# [PASSAGE GIVEN]

******************************

Where to begin. How the story keeps growing and I worry I won’t catch it. I have to stop worrying. I’m catching it. Not everything will be remembered now. Not everything has that kind of grip to it. Some things are more liquid, or foggy, vaporous and ethereal, and when they are ready to land, they will land. But here’s what there is from the past two days. First. Saturday morning. Carey and her pajamas and how the goodbye felt too hasty. The quiet streets of Friend. Big mugs of coffee and $2.99 pancakes at the Java Jitters with fresh strawberries and whipped cream. Refills for a quarter. The startle and disbelief of breakfast for 3 for under $25. The road to Seward. How we had to drive to get there. The slight dissatisfaction of not riding. Carla, waiting at the Community Hall for a 10 a.m. start time. A last-minute radio interview in the parking lot. Bike haikus. How we leaned into the speaker phone and did our best. The humidity rising already. What used to be a church. The stained glass, the pews. Something about a melodrama. A giant buzz saw behind us. Sliced tree trunks. The Nebraska poets in the audience. The slightest feeling of pressure. Outside, a bike rodeo led by local police. The words “potato,” “socks,” and “bomb.” The building of a new library in 90 degree heat. A boy in a orange shirt, determined to finish the job. The smell of wood. Lemonade with ice. Soft chocolate chip cookies. Another poem.

******************************

# [INFORMATION SUPPLIED]
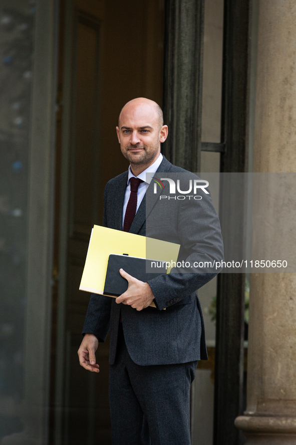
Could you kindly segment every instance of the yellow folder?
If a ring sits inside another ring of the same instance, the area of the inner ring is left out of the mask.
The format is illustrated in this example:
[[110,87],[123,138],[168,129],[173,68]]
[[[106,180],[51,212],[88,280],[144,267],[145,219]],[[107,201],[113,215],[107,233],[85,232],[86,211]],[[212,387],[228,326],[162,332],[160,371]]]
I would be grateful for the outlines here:
[[[157,261],[177,261],[180,245],[94,226],[79,289],[103,294],[109,255],[127,253],[130,256]],[[168,268],[169,273],[170,268]],[[112,296],[112,295],[109,295]],[[155,306],[154,304],[151,306]]]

******************************

# [THE EXERCISE]
Reproduce the entire passage recalling the past two days, word for word, from "Where to begin." through "Another poem."

# [WORKED SOLUTION]
Where to begin. How the story keeps growing and I worry I won’t catch it. I have to stop worrying. I’m catching it. Not everything will be remembered now. Not everything has that kind of grip to it. Some things are more liquid, or foggy, vaporous and ethereal, and when they are ready to land, they will land. But here’s what there is from the past two days. First. Saturday morning. Carey and her pajamas and how the goodbye felt too hasty. The quiet streets of Friend. Big mugs of coffee and $2.99 pancakes at the Java Jitters with fresh strawberries and whipped cream. Refills for a quarter. The startle and disbelief of breakfast for 3 for under $25. The road to Seward. How we had to drive to get there. The slight dissatisfaction of not riding. Carla, waiting at the Community Hall for a 10 a.m. start time. A last-minute radio interview in the parking lot. Bike haikus. How we leaned into the speaker phone and did our best. The humidity rising already. What used to be a church. The stained glass, the pews. Something about a melodrama. A giant buzz saw behind us. Sliced tree trunks. The Nebraska poets in the audience. The slightest feeling of pressure. Outside, a bike rodeo led by local police. The words “potato,” “socks,” and “bomb.” The building of a new library in 90 degree heat. A boy in a orange shirt, determined to finish the job. The smell of wood. Lemonade with ice. Soft chocolate chip cookies. Another poem.